* [DOCUMENT EXTRACT]:
◇ ◇ ◇ ◇
Previous studies addressing the ambiguity of homophones/homographs (see Simpson & Burgess, Reference Simpson and Burgess1985 and Hillert, Reference Hillert and Stamenov1997 for reviews) focused on the lexical level, that is, they explored morphologically simple lexical units with more than one meaning (e.g., bank). Their results indicate that all meanings of an ambiguous word are initially retrieved, and the target meaning is selected only later based on sentential context. The present study, however, explores morphologically complex homonymous word forms. Their representation has been addressed to much lesser degree and there is no agreement how these forms are represented in the mental lexicon. In addition, our research centers around the conversion noun forms, that is, deverbal nouns that are derived from verbs in a productive and regular way in German and whose representation status remains unclear. There are several approaches that propose how conversion or zero-derivation should be modeled, ranging from the proposal that the verb and the conversion noun have separate lexical entries, each specified for one word class (Don, Reference Don2005; Plank, Reference Plank2010) up to the proposal that conversion is only a process similar to inflection that converts one word class into another (Stolterfoht et al., Reference Stolterfoht, Gese and Maienborn2010). In our previous work (Bordag & Opitz, Reference Bordag and Opitz2021; Opitz & Bordag, Reference Opitz and Bordag2020), we delivered evidence against these two antipodal approaches and explored in particular the hypotheses assuming that parts of the representations are shared (e.g., Bauer & Valera, Reference Bauer, Valera, Bauer and Valera2005), which are best compatible with our results both in L1 and L2 German. Our previous research further indicated that conversion nouns and infinitives may fall into the same category of nonfinites (Haspelmath, Reference Haspelmath, Booij and van Marle1996) because they manifested the same pattern of results that was different from both inflected verbal forms and countable nouns (see more in the following text). One purpose of the present study is to investigate whether the involvement of the capitalization reveals additional information about the representation of conversion in L1 German and whether the representation is the same n the L2 German of advanced learners in whose L1 neither conversion nor such orthographic cues exist.

In parallel to the previous study, we employ a visual priming paradigm to explore lexical access to these grammatically ambiguous forms in German as a native language and in German as a second language of Czech native speakers. Crucially, the former study avoided all orthographic cues by representing the critical forms in capital letters (MIETEN), whereas the representation of the critical forms in the current study conforms to standard German spelling and thus provides an additional word-class clue (Mieten(N) vs. mieten(V)).

In the next paragraphs, we briefly summarize the design and results of the previous study and then focus on the differences between the previous and the two new experiments that involve capitalization.

The six original priming conditions in Bordag and Opitz (Reference Bordag and Opitz2021) and the spelling modifications applied in the present study are summarized in Table 1.

TABLE 1. Experimental conditions and examples of prime and target phrases in Bordag and Opitz (Reference Bordag and Opitz2021) (abbreviated as B&O [2021] and in the present study (highlighted in boldface)

In all six conditions, the target always is the first-person-plural form of a given verb (e.g., wir MIETEN “we rent”). The six conditions differ from each other in that in the first three conditions (1–3), the prime is a verb form too, namely first-person plural, third-person plural, and an infinitive form, respectively. In conditions 4 and 5, primes are nouns. In the conversion condition, it is a noun converted from the corresponding verb; in the countable-noun condition it is a related noun in dative plural with the same root as the target verb. The functions of the individual, formally identical forms are determined by the preceding syntactic context (Part 1 in Table 1). In the unrelated condition, the prime is an unrelated verb in first-person plural.
◇ ◇ ◇ ◇
* [TASKS TO CARRY OUT]:
[a] Decide whether each statement agrees with the excerpt on German conversion nouns. Answer yes or no for each and quote the deciding words. (i) The earlier study showed the critical forms in capital letters. (ii) In the countable-noun condition, the prime is a noun in genitive plural. (iii) Earlier studies on the ambiguity of homophones and homographs focused on morphologically complex forms.
[b] Summarize the excerpt on German conversion nouns in two sentences.
[c] According to the excerpt on German conversion nouns, what is the target in all six priming conditions?

* [PROVIDED MATERIAL]:
◇ ◇ ◇ ◇
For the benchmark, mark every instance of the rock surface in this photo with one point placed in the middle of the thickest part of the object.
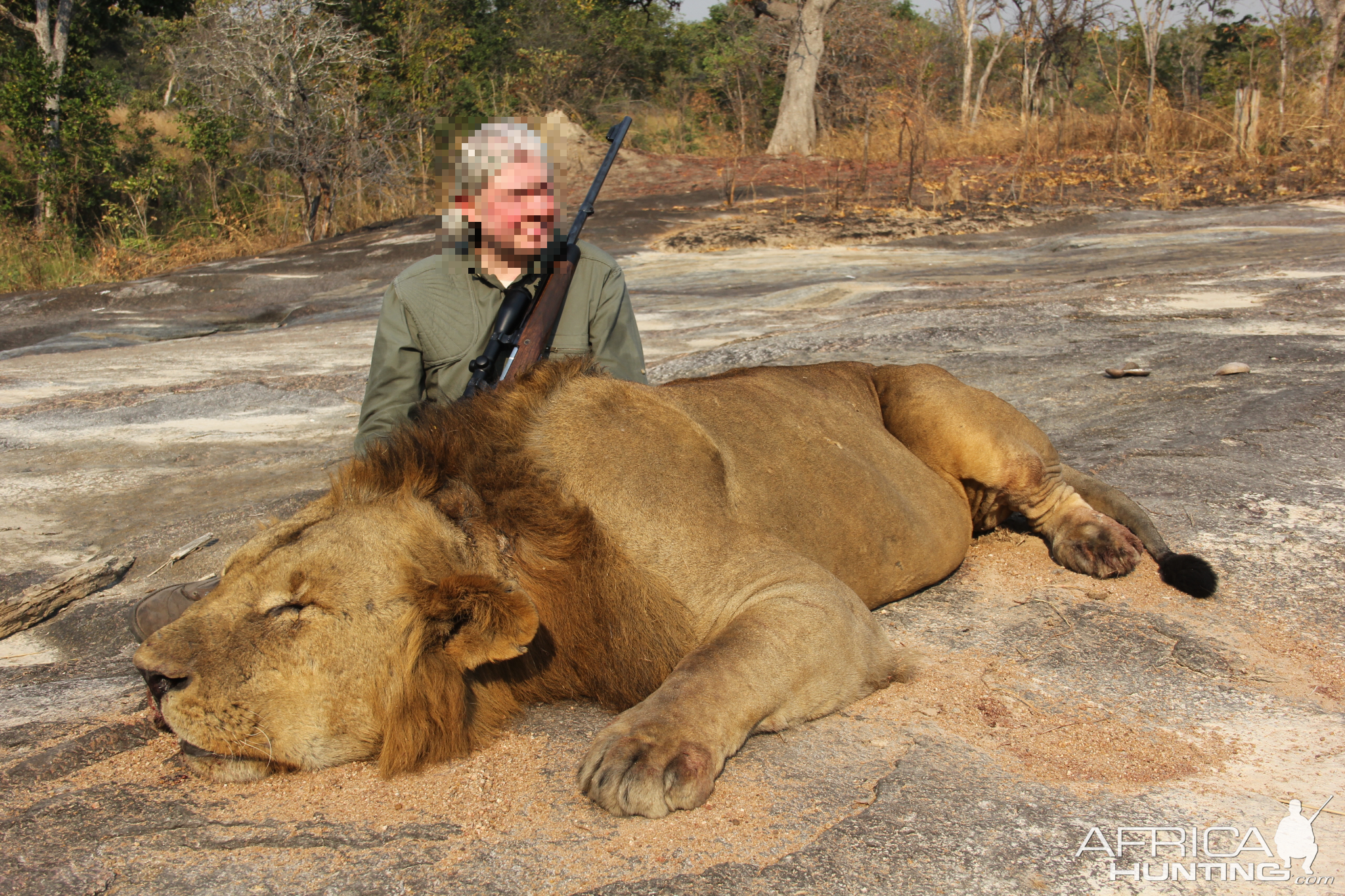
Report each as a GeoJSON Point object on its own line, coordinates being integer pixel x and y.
{"type": "Point", "coordinates": [1049, 703]}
◇ ◇ ◇ ◇
* [SOLUTIONS BY TASK]:
[a]
(i) Yes: "the former study avoided all orthographic cues by representing the critical forms in capital letters (MIETEN)"
(ii) No: "it is a related noun in dative plural with the same root as the target verb"
(iii) No: "focused on the lexical level, that is, they explored morphologically simple lexical units with more than one meaning"

[b] The study looks at how German conversion nouns, which are derived from verbs, are represented in the mental lexicon. Using a visual priming paradigm, it asks whether standard capitalization reveals more about that representation, both in native German and in the German of advanced Czech learners.

[c] The target is always the first-person-plural form of a given verb.